[Point placement rows]

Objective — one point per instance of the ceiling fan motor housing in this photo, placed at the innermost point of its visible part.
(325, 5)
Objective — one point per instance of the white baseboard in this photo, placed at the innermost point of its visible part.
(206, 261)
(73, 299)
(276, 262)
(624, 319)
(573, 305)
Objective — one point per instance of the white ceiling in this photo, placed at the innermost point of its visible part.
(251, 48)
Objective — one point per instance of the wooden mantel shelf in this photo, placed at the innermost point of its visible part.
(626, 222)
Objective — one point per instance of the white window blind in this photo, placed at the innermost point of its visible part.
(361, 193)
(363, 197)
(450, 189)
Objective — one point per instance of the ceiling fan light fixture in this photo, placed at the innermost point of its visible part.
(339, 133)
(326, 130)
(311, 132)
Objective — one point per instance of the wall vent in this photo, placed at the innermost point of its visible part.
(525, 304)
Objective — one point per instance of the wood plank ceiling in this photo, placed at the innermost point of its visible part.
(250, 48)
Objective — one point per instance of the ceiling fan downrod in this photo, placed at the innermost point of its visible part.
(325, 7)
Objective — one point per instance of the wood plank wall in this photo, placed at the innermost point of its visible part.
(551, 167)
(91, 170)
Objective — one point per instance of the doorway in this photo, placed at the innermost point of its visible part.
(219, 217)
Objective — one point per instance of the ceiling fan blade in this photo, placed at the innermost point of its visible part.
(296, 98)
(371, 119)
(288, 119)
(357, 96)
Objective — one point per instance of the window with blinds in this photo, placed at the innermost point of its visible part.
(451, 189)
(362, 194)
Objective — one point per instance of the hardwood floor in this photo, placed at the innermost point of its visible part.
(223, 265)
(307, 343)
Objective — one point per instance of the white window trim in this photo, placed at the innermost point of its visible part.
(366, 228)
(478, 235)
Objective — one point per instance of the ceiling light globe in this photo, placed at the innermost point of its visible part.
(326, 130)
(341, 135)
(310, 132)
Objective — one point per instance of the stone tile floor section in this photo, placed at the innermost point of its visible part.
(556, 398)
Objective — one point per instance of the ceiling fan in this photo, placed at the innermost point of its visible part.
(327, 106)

» **GOAL**
Copy the rows word for word, beginning at the line that contains "Objective — one point per instance of the window" and stopping after the final line of the rows.

» **EXERCISE RESULT**
Objective — one point per instance of the window with blinds in this photo, placed at the innermost point of its visible part.
(451, 189)
(362, 194)
Objective — one point per instance of the hardwood floor in this photo, placed at the innermost point of its visible part.
(223, 265)
(307, 343)
Objective — one point per instance of the white window trim in this photo, placed at the innermost point of its visible part.
(366, 228)
(478, 235)
Objective — one point per instance of the ceiling light globe in this photo, placed at the innermost point of its visible part.
(326, 130)
(341, 135)
(310, 132)
Objective — one point per instance of the stone tile floor section in this photo, placed at the innermost point of its visible part.
(556, 398)
Objective — one point per instance of the ceiling fan in this photo, placed at the innermost point of its visible part.
(327, 106)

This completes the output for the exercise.